**PROBLEM REQUIREMENTS:** Retype each of the lines below exactly, leaving out the pictures.

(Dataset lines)

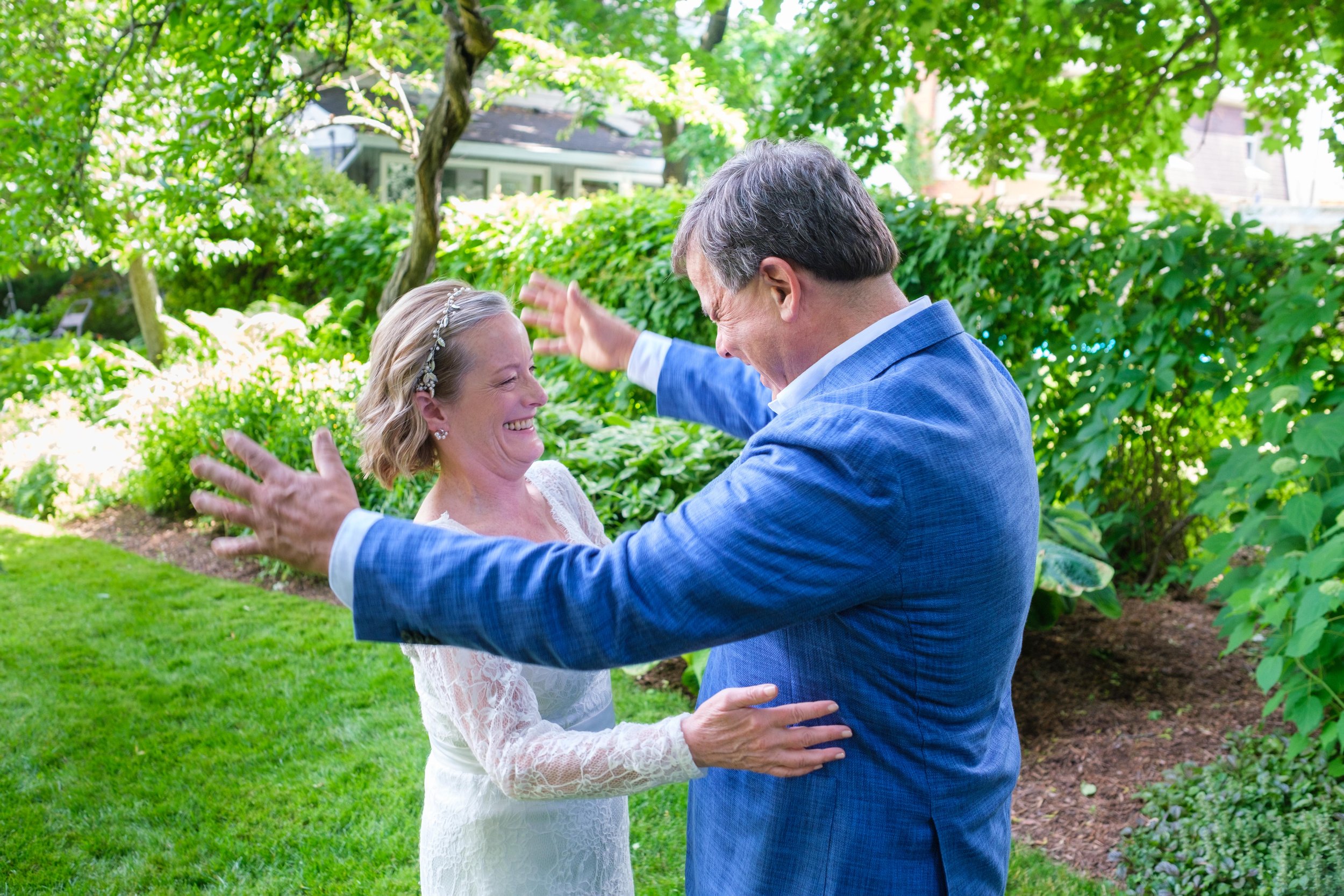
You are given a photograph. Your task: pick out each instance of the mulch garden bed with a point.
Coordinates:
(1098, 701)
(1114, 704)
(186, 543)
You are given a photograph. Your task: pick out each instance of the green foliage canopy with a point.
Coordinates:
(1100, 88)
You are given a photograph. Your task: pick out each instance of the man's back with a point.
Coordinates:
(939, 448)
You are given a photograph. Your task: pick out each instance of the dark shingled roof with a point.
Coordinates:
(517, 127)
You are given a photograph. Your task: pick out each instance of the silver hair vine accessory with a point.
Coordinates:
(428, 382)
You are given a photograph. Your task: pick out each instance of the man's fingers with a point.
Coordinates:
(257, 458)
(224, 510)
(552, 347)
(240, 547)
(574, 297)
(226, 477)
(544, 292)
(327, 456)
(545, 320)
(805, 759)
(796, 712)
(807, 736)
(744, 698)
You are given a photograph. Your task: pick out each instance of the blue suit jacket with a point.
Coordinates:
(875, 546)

**EXERCISE OUTPUT:**
You are given a photograph. Your task: pick out each instance of the mulch garden bed with a point.
Coordinates:
(1098, 701)
(1114, 704)
(186, 543)
You are given a photograph. Your task: pick out each instance of the green foliage canopy with a point.
Coordinates:
(1100, 88)
You are given a photograph. Your task: pick out each instance of the man's back with a point.
Coordinates:
(939, 448)
You are given a photograph. Your task: pick out each instance of the dark shingled roof with a point.
Coordinates:
(517, 127)
You are given a photograph. Your task: pick out each instance of the silver hair vine accessory with a point.
Coordinates:
(428, 382)
You are given a photograph. Your task: pick out each instance of the man's fingers with a point.
Coordinates:
(257, 458)
(224, 510)
(552, 347)
(240, 547)
(574, 297)
(226, 477)
(544, 292)
(327, 456)
(545, 320)
(805, 759)
(796, 712)
(807, 736)
(744, 698)
You are given a photograph. Your task: pick out each instance of the blue suit jacket with a point.
Coordinates:
(875, 546)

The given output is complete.